[Location annotation dataset excerpts]
· · · · · · ·

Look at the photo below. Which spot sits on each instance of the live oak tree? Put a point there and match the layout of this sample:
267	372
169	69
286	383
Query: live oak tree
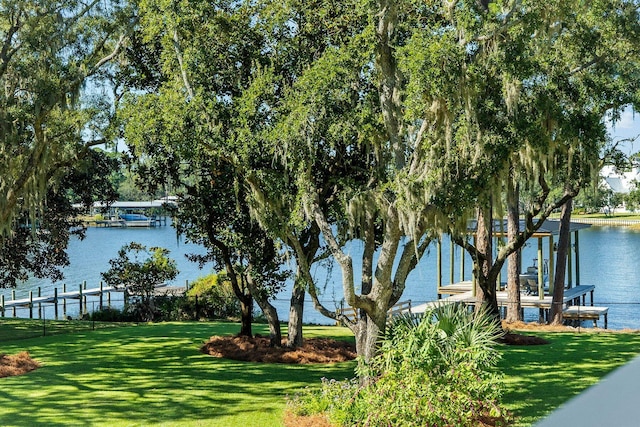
50	51
186	122
138	271
519	86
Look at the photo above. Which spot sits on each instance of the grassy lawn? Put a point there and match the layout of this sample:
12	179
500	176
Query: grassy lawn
540	378
151	375
154	374
600	215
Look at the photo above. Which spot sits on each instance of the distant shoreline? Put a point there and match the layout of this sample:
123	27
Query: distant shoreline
608	222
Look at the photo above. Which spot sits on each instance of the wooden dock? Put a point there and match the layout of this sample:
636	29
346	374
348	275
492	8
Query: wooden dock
36	300
461	292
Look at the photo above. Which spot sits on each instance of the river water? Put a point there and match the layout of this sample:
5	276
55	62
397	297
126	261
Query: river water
609	259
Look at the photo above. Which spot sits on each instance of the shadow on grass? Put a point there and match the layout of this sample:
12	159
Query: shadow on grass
150	374
540	378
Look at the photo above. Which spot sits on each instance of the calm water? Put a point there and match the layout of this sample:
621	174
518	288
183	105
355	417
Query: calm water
609	257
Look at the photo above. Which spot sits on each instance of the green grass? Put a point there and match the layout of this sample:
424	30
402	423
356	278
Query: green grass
151	375
539	378
154	374
16	328
600	215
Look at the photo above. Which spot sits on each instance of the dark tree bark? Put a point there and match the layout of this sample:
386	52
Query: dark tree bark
513	266
246	315
275	333
296	310
555	317
309	247
486	276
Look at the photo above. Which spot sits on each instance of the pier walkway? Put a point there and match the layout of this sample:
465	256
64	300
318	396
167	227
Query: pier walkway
461	292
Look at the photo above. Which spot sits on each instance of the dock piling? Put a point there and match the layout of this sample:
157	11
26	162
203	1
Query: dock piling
55	303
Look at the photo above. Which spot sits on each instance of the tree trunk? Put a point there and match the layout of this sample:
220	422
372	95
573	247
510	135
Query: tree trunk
485	279
246	316
367	332
269	311
561	264
296	309
513	267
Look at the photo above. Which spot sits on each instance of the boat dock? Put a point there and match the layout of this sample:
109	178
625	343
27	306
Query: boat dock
38	300
574	301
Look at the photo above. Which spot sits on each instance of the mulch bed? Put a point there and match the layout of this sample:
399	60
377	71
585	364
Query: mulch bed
313	350
17	364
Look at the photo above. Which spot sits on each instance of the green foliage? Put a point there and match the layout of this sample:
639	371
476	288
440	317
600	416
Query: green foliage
436	369
110	314
139	271
216	298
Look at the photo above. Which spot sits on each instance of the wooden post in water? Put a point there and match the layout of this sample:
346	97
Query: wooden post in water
84	297
80	301
551	264
451	262
540	270
569	265
439	268
577	249
462	264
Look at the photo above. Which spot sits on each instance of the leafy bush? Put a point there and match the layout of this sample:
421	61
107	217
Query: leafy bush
435	369
139	271
215	297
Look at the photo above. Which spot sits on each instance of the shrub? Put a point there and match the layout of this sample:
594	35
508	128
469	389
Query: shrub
215	297
435	369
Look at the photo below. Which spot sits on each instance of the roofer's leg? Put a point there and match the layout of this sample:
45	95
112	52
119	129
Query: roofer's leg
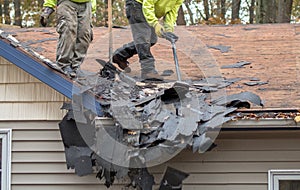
84	31
144	37
67	30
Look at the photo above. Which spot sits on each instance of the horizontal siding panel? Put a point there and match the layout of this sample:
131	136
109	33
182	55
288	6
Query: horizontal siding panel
99	186
225	187
228	156
29	125
38	157
53	135
192	168
54	179
40	146
11	74
118	187
30	92
223	167
40	168
31	111
257	144
238	156
226	178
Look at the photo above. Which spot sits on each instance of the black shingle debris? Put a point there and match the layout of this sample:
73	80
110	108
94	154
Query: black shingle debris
255	83
153	122
222	48
156	121
239	64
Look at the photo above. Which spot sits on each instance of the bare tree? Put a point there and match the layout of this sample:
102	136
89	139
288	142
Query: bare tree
1	11
235	11
18	17
6	12
206	9
273	11
284	11
180	18
251	11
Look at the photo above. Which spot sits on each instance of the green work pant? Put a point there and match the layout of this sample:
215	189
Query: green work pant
75	32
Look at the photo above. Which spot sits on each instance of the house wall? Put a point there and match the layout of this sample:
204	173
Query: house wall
32	110
25	98
241	160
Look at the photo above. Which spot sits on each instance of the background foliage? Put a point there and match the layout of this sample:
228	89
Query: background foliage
25	13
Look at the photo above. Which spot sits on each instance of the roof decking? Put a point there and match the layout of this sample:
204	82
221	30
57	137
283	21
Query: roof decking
271	49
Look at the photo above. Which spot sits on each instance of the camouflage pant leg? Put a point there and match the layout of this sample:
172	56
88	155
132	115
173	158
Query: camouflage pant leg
143	35
74	28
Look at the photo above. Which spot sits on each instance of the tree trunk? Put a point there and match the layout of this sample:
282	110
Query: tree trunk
1	11
6	12
223	8
18	18
235	13
266	11
251	11
206	9
284	11
180	18
187	5
274	11
40	3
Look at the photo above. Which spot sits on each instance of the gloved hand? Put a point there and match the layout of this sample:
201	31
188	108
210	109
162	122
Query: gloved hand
47	11
170	36
159	30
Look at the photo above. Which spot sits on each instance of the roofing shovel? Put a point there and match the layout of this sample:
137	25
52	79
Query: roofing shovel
171	37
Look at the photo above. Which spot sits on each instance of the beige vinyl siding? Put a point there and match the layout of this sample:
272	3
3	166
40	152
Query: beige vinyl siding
240	161
23	97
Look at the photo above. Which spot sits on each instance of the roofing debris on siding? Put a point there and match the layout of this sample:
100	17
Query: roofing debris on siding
151	120
152	123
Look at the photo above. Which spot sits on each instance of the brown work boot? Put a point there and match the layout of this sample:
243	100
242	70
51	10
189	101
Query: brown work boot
151	76
123	64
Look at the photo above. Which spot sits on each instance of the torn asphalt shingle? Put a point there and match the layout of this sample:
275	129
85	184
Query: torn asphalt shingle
222	48
239	64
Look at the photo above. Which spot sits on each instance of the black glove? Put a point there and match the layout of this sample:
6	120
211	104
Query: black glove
170	36
47	11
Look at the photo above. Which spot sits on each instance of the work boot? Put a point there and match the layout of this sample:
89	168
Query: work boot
123	64
69	71
151	76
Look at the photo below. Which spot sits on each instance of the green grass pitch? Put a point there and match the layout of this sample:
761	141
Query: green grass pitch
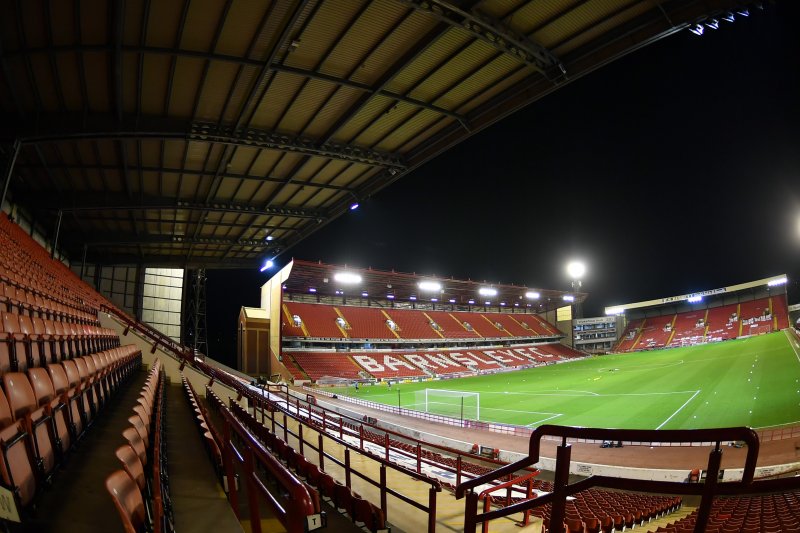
746	382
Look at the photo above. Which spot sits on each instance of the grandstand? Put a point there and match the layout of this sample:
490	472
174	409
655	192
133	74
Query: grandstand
737	311
144	142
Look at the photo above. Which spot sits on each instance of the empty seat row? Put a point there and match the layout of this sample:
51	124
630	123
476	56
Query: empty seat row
46	410
27	342
343	498
140	490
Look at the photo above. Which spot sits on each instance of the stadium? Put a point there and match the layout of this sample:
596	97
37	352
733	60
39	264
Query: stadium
148	146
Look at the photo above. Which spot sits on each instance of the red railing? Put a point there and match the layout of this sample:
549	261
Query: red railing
295	511
710	488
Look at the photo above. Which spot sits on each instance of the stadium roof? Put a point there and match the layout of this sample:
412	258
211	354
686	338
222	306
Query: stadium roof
305	276
187	132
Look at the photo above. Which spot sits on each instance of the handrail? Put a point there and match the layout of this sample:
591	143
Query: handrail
301	503
562	488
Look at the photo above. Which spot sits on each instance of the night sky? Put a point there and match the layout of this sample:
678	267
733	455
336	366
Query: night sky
672	170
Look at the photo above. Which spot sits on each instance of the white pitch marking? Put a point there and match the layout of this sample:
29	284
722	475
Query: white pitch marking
538	422
679	409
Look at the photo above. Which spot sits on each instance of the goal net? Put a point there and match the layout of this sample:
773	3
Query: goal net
456	404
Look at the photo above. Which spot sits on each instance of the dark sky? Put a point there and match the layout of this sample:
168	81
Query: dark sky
674	169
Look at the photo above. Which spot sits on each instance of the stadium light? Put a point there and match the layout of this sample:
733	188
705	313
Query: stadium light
433	286
576	269
347	277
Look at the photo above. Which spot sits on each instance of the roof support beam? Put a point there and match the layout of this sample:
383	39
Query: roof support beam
494	33
102	202
215	133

· · · · · · ·

_WORK TO DO_. Quote exactly and only the lines from the one holding "of the handrail?" through the end of the data.

_FINISHED EXERCISE_.
Look at the photo above. Which spot sits on each instance of the handrail? Put a point there and match the layout of this sample:
591	143
Query: handrail
301	503
562	488
Look at the photo above. Which spot sits on each instance of the night sky? Put a point there and match the layout of this sample:
678	267
733	455
336	366
Query: night sky
672	170
Look at the photo above. Which spot sits on each instance of the white pitch marking? Put a point there and match the layout of this sample:
29	284
722	475
Query: white pitch marking
538	422
679	409
Look at the photo above. Which spot sits on each instance of the goal net? Put a point there and match the layout of this sample:
773	3
Query: goal net
456	404
Look at the photo above. Which spot sits on each instance of the dark sky? Put a point there and match the layout of this sample:
168	81
Query: dark sky
674	169
Look at the photo above. Which spot sits on each instance of the stadium light? Put a point there and match the layout of this sample:
733	188
705	313
Query: stadium light
433	286
576	269
347	277
Look at the photo above. Which spot sits on each instance of the roof support beam? Put a point there and match the layout of this sample:
383	39
Query: roof support beam
494	33
102	202
215	133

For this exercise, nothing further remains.